***** Input data *****

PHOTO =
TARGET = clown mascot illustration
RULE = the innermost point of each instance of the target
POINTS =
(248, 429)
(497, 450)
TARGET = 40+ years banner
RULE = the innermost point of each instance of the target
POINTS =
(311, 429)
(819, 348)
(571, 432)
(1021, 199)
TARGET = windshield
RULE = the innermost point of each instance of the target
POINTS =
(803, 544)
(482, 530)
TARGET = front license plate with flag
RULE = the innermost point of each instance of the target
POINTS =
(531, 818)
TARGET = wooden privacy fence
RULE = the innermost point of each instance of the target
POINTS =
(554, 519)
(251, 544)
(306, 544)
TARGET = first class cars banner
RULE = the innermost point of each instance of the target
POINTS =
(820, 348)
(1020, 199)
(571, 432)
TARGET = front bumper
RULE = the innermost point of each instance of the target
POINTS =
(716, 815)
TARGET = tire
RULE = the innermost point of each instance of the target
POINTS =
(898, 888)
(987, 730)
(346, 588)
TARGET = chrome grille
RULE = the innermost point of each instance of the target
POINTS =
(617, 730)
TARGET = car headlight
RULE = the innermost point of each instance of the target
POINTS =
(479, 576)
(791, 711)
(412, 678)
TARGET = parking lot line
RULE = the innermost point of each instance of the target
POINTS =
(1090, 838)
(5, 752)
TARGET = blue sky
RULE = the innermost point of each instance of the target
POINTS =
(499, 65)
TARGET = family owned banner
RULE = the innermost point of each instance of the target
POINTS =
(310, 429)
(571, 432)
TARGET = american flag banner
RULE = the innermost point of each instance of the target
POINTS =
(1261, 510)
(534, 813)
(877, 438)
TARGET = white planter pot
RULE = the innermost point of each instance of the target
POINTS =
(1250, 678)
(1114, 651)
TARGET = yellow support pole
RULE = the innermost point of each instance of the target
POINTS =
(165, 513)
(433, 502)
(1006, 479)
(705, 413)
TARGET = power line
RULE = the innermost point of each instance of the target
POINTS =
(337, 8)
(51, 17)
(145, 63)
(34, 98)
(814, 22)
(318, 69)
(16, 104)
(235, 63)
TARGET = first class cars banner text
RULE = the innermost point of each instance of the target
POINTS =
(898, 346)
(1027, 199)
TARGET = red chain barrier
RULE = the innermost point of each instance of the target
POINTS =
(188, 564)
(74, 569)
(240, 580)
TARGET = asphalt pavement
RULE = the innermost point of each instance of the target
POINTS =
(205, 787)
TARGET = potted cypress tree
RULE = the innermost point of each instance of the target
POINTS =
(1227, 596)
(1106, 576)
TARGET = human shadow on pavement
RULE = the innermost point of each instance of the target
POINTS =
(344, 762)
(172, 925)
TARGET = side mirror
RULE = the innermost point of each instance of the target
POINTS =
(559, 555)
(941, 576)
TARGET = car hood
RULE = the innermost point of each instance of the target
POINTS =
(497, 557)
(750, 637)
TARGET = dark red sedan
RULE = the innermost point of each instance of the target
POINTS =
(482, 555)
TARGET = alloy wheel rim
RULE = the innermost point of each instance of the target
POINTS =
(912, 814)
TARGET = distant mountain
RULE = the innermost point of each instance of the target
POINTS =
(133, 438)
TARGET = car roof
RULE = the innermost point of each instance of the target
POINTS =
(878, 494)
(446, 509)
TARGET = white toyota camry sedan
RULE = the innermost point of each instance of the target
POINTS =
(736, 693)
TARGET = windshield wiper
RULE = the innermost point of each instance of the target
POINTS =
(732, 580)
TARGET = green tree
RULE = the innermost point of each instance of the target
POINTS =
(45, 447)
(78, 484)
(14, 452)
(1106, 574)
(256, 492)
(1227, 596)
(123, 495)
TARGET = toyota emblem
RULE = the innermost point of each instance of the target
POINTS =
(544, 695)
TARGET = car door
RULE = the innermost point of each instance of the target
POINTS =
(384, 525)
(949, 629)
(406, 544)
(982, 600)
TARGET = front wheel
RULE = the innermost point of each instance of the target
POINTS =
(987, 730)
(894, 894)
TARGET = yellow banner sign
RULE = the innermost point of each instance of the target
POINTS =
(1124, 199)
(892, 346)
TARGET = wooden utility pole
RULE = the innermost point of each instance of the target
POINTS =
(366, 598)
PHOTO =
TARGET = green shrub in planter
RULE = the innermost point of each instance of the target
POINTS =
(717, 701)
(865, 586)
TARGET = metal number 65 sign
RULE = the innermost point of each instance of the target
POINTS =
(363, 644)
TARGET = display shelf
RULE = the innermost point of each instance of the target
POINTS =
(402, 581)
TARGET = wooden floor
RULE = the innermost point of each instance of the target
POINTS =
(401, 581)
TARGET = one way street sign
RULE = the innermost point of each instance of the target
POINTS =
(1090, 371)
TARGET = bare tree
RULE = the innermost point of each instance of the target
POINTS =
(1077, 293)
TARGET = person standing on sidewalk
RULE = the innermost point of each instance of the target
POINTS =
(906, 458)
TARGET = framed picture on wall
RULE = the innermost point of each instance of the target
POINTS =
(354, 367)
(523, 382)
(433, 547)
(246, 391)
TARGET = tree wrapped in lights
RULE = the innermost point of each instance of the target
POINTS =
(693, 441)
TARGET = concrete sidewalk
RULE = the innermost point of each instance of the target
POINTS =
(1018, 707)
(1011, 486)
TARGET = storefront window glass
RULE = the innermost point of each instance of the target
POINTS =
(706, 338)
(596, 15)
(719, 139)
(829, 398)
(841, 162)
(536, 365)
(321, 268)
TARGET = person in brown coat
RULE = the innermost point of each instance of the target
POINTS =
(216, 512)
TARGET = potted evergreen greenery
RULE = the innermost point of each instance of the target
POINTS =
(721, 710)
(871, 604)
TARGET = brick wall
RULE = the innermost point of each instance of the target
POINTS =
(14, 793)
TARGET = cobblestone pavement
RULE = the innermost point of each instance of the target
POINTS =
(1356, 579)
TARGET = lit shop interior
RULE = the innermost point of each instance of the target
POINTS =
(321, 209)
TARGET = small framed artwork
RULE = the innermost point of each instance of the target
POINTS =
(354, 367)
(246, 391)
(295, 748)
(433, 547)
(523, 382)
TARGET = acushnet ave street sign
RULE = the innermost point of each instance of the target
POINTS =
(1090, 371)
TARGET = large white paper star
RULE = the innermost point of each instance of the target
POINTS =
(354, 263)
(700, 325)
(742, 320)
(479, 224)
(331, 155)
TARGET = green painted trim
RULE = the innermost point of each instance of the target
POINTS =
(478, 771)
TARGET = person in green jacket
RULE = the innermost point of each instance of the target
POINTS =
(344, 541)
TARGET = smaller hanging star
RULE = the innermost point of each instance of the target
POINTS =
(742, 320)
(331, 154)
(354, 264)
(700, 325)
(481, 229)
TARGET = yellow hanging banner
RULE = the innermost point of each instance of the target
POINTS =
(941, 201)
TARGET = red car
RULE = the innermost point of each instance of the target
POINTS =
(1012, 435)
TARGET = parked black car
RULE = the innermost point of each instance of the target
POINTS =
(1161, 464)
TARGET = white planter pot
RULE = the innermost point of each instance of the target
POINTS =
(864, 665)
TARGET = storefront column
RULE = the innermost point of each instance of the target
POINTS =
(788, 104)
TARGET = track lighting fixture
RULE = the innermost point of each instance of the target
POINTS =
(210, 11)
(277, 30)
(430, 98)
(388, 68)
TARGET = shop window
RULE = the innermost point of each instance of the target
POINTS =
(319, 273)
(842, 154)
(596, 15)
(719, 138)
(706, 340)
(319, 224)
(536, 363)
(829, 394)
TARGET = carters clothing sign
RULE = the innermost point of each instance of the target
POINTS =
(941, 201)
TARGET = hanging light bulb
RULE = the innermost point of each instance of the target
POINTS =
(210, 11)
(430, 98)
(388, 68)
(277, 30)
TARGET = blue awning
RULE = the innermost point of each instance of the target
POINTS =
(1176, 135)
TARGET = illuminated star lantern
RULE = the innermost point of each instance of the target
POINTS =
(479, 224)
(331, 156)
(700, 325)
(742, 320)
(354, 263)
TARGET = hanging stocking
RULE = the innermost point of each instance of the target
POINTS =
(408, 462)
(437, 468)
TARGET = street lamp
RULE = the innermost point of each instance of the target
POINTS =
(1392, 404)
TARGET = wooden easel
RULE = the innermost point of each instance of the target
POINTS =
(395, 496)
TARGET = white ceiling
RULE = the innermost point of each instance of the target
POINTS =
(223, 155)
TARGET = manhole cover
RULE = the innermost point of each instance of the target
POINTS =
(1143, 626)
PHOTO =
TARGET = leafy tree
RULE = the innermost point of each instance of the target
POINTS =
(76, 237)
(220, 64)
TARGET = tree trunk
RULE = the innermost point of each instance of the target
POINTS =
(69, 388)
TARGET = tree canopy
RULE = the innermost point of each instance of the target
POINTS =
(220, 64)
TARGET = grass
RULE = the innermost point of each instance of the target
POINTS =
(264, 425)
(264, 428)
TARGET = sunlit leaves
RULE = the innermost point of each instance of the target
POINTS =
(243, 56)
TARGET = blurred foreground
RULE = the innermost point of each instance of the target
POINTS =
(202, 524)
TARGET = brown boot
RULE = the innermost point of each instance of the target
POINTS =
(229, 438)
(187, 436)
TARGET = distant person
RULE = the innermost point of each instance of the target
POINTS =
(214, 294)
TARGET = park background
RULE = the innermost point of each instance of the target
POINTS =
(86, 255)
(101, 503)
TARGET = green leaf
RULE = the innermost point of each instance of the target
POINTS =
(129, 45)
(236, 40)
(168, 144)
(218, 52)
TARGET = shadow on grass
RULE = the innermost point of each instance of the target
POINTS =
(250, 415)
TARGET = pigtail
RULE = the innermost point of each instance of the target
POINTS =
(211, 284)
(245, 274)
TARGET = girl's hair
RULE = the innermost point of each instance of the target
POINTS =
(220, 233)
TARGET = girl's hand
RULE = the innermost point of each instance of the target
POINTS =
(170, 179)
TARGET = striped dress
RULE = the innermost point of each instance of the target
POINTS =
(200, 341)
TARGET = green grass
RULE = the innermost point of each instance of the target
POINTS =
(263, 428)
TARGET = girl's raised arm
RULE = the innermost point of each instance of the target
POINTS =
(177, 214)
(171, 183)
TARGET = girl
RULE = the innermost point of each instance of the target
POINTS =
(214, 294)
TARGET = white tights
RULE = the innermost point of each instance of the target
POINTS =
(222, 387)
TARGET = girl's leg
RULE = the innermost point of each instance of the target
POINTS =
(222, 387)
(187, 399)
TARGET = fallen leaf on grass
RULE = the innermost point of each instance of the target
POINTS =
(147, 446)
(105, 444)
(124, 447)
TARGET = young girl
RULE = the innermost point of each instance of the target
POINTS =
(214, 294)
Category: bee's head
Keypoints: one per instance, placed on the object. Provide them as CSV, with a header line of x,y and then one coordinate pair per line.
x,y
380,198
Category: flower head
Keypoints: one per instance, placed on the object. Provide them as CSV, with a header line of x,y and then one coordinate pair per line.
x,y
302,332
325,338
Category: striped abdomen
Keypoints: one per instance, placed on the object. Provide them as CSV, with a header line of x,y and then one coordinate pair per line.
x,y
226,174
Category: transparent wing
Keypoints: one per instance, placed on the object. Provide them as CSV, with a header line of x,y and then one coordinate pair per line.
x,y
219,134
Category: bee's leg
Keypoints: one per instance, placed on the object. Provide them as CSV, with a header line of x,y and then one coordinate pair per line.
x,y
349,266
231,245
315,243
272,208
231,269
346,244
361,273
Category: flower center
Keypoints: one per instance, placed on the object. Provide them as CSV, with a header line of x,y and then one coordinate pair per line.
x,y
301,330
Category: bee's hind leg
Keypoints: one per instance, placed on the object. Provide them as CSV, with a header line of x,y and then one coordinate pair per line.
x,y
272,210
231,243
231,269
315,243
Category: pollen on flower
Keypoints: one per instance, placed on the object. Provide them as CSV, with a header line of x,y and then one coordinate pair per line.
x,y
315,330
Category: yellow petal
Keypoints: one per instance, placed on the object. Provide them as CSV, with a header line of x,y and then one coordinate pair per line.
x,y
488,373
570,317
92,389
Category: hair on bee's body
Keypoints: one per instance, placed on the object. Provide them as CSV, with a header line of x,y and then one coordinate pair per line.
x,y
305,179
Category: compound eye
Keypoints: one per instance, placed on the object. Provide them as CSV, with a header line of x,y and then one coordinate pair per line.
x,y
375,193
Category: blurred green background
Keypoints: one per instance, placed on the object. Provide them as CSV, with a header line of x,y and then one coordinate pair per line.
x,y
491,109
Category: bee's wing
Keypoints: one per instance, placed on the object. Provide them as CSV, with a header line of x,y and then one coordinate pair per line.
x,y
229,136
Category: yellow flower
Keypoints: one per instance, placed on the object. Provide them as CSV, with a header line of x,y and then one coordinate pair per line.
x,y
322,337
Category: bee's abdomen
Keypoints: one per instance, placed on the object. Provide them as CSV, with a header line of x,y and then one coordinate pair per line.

*****

Work order
Repeat verbatim the line holding "Category: blurred green background" and all lines after it, up to the end of the material.

Task solution
Category: blurred green background
Keypoints: one per instance, placed on the object. Provide them as CSV, with a header line of x,y and then one coordinate pair per line.
x,y
491,109
Category: bee's wing
Keypoints: one per instance, placed on the object. Provide them as CSV, with a header line of x,y and then one coordinate pair per line.
x,y
229,136
Category: yellow flower
Keypoints: one per instance, placed on the object. Provide them as CSV, with a header line of x,y and then one coordinate pair per line.
x,y
322,337
Category: bee's abdomen
Keypoints: one per instance, placed on the object. Provide them as CSV, with a header line of x,y and then one coordinate pair per line.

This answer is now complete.